### Source data

=====

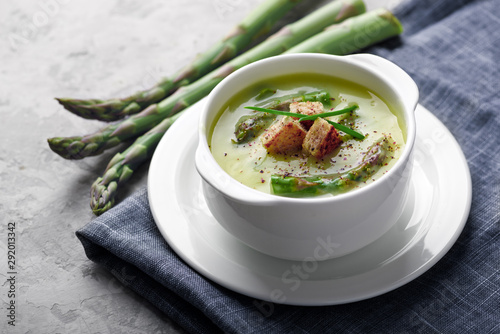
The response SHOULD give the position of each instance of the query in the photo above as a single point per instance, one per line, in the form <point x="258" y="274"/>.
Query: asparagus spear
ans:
<point x="257" y="23"/>
<point x="249" y="126"/>
<point x="122" y="166"/>
<point x="290" y="35"/>
<point x="374" y="158"/>
<point x="382" y="19"/>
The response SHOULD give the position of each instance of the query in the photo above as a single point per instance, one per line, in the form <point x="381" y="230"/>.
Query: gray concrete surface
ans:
<point x="76" y="48"/>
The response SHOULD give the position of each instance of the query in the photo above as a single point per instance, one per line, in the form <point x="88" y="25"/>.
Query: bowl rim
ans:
<point x="242" y="193"/>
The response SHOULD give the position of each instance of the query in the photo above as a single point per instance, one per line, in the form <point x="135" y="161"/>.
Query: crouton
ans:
<point x="284" y="136"/>
<point x="307" y="108"/>
<point x="321" y="139"/>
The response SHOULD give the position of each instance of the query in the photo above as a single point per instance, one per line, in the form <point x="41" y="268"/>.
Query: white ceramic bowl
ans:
<point x="310" y="228"/>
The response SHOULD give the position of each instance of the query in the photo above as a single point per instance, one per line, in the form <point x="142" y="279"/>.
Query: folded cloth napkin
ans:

=====

### Your objective
Take from the listing above each line containing "response".

### Output below
The response SHOULD give the position of each instance of the query in the photo above as a single point per instance, one per line, in the form <point x="258" y="274"/>.
The response SHOULD give the position of each instance of the query in the photo above as a single point per instance, one per line, in the form <point x="381" y="230"/>.
The response SHOULD give the position of each instance of the query in the photo above as a single point per instance, one per line, in the form <point x="88" y="25"/>.
The response SHOULD give the position of each instance of the query in the photo above as a single point per instance, one per line, in the form <point x="135" y="161"/>.
The response SHOULD give the position of each instance of the query in the photo above as a single point per instance, one per line, in the form <point x="41" y="268"/>.
The response SHOULD give the position of each instance of the query in the photo above as a single point per instance, one per line, in the form <point x="142" y="279"/>.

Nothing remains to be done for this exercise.